▸ **Texte**
--------------------------------
Le combat d´Ayed D. pour la dignité

Propos recueillis par Antoine Math et Alexis Spire

Ancien tirailleur marocain, Ayed D., est aujourd’hui âgé de soixante-neuf ans et sa trajectoire est marquée par les multiples discriminations légales qu’un étranger « au service de la France » a pu cumuler tout au long de sa vie. C’est par hasard, dans le train, que nous avons rencontré ce retraité chaleureux et combatif qui a accepté de nous raconter sa vie.

Depuis sa naissance au Maroc sous protectorat français (« Le Maroc c’était aussi la France »), Ayed n’a connu que le drapeau français partout où il a vécu. Orphelin de père, il part à l’âge de huit ans en Algérie à plus de 360 kilomètres de la maison familiale, pour y travailler dans les vignobles des colons français. A la fin des années 1940, lorsque les Marocains sont accusés d’être impliqués dans les premiers troubles entre colons et indépendantistes, il est raccompagné à la frontière marocaine par les gendarmes français.

Isolé du reste de sa famille et ne trouvant pas de travail, il est enrôlé dans l’armée à dix-huit ans comme appelé puis souscrit un engagement. En 1955, après quelques mois de combats au Maroc, il est envoyé en métropole avec soixante collègues du 4e régiment de tirailleurs marocains « non, pas Marocains, Français, tirailleurs français » insiste-t-il. Il connaîtra de nombreuses villes de garnison (Dijon, Auxerre, Besançon, Le Mans, Courquedan, Saint-Malo), passera 1re classe, brigadier, recevra diverses médailles dont une citation comme croix de guerre. En 1964, sur injonction du roi du Maroc, il est renvoyé de l’armée alors qu’il a servi pendant une douzaine d’années. On lui propose alors de retourner au Maroc mais pas de devenir français : « on m’a dit que je n’avais pas le droit de rester dans l’armée française, je ne voulais pas aller dans l’armée marocaine, ni retourner au Maroc, alors j’ai dit vive les libertés civiles ». Pour la nationalité, « je n’y comprenais rien, j’ai pensé toute ma vie que j’étais né et étais resté français », « français, c’est français », « mon pays, c’est là où je mange mon pain ».

Après ces années passées sous les drapeaux, rien ne lui a été proposé. Il n’a jamais touché la prime d’engagement promise ni les quatrevingt dix jours de préavis pourtant inscrits sur son livret militaire. Durant ces douze ans, l’armée n’a jamais cherché à lui apprendre à lire et à écrire, ni à lui donner une formation. Aujourd’hui, pour le calcul de sa retraite, la période de service au Maroc de 1952 à 1955 n’est pas comptée et l’armée a versé des cotisations ridicules pour les périodes suivantes, comme en atteste son relevé de carrière. Ainsi, plus de quarante ans plus tard, il paie encore les pratiques discriminatoires de l’État français.

De l’armée au chantier

Dans le privé, Ayed a connu également des employeurs véreux, en particulier dans le bâtiment où il a travaillé comme coffreur puis bétonneur. Il se souvient de l’époque où le patron emmenait les ouvriers chaque jour d’Annemasse à Genève pour y travailler et les logeait dans des bungalows placés « à côté des chantiers », « sans lumière ni chauffage » (« on chauffait nous-mêmes en brûlant du bois »), moyennant un loyer prélevé sur le salaire.
--------------------------------
▸ **Consigne 1**
D'après le texte sur Ayed D., en quelle année a-t-il été renvoyé de l'armée ?
▸ **Consigne 2**
Résumez le texte sur Ayed D. en deux phrases.
▸ **Consigne 3**
Rédigez la suite du texte sur Ayed D. à partir de sa dernière phrase.
--------------------------------
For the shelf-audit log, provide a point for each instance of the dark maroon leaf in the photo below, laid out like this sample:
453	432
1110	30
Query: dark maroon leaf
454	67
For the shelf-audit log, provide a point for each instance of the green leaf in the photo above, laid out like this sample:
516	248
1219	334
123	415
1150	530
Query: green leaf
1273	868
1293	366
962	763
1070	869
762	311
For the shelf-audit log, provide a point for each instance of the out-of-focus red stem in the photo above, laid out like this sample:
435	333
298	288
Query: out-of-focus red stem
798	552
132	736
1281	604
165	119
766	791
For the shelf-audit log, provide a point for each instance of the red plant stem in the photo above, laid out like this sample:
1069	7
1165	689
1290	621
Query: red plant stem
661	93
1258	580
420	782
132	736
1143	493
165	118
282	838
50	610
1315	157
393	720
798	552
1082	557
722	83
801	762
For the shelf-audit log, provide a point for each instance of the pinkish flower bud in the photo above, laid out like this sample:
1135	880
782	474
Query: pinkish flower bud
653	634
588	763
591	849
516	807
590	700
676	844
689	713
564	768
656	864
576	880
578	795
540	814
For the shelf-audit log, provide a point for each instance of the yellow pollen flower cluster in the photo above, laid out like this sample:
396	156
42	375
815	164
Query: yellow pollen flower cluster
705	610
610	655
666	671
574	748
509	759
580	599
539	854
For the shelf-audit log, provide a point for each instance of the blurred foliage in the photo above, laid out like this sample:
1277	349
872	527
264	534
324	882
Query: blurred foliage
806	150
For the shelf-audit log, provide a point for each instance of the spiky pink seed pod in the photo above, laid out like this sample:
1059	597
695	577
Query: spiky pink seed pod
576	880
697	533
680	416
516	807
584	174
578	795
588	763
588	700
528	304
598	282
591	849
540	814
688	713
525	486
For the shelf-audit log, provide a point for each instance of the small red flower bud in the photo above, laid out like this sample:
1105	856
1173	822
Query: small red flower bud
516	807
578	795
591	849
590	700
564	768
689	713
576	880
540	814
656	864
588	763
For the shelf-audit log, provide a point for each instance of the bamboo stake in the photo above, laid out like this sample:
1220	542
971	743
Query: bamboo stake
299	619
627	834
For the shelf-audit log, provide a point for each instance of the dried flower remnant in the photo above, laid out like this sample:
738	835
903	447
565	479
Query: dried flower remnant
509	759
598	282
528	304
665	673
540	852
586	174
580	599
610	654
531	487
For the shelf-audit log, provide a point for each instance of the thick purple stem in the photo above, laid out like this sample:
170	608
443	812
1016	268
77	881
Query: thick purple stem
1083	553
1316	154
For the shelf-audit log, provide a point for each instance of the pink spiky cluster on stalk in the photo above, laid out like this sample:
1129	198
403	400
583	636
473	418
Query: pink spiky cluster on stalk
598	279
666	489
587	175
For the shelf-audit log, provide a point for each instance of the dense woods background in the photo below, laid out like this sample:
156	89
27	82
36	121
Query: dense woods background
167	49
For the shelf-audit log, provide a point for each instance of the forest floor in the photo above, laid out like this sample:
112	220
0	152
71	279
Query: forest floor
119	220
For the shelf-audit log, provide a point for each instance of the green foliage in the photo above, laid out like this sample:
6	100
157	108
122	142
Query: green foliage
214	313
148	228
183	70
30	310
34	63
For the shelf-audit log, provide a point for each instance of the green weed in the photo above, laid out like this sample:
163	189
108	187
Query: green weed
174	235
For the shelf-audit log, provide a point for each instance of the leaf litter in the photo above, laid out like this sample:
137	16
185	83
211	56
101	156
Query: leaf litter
--------------------------------
▸ **Réponse 1**
En 1964, sur injonction du roi du Maroc.

▸ **Réponse 2**
Ancien tirailleur marocain né sous le protectorat français, Ayed D. a servi une douzaine d'années dans l'armée française avant d'en être renvoyé en 1964, sans qu'on lui propose de devenir français. Il n'a jamais touché la prime d'engagement promise ni le préavis prévu, sa retraite ne compte pas toute sa période de service, et il a ensuite travaillé dans le bâtiment pour des employeurs véreux.

▸ **Réponse 3**
Un jour, Ayed prend la tête de la contestation et se fait licencier pour avoir dirigé le mouvement de grève ; quelque temps après, on lui notifie une mesure d’expulsion après intervention du patron auprès de l’inspecteur du travail. Il se cache, part alors travailler à la chaîne dans une usine de fabrication de colle et parvient à régulariser sa situation administrative. Quatre de ces années de travail dans le privé ne sont pas reportées sur son relevé de carrière de retraite, faute d’avoir été déclarées par ses anciens patrons.

A l’occasion d’un retour au Maroc, il se marie en 1966 ; sa femme le rejoint en France en 1970 et ils décident de s’installer en Alsace où ils vivent avec leurs huit enfants.

En 1976, Ayed entre à la SNCF mais, comme il est étranger, il ne peut bénéficier du statut réservé aux Français en raison des discriminations inscrites dans le statut des cheminots. Les étrangers sont acceptés à la SNCF mais à condition de travailler avec un statut discriminatoire créé de manière ad hoc spécialement pour eux. Il est affecté au remplacement des rails, des traverses et transporte des matériaux avec les draisines.

Contrairement aux cheminots qui partent à cinquante-cinq ans avec une bonne retraite (proche du dernier salaire), Ayed a été obligé, en raison de sont statut, de travailler jusqu’à l’âge de soixante-deux ans alors qu’il ne s’est jamais arrêté depuis l’âge de huit ans. Cependant comme ses divers employeurs (les colons d’Algérie, l’armée, les employeurs du bâtiment) ne l’ont pas déclaré ou l’ont cantonné dans un statut dégradé, sa retraite est finalement d’un montant très faible ; elle est tellement insuffisante qu’elle est complétée par l’allocation supplémentaire (l’ex-FNS) pour lui permettre d’atteindre le niveau du minimum vieillesse. Initialement, même cette prestation minimale lui était refusée, comme à tous les autres étrangers non communautaires.

Cette discrimination, qui sera finalement supprimée en 1998, a d’ailleurs conduit Ayed à demander la nationalité française après la retraite à soixante-trois ans. Ce faisant, il évite aussi une autre discrimination fondée sur la nationalité, la « cristallisation » de sa retraite de combattant qu’il peut toucher à taux plein - 420 euros par an - alors qu’elle serait de 48 euros s’il était resté Marocain.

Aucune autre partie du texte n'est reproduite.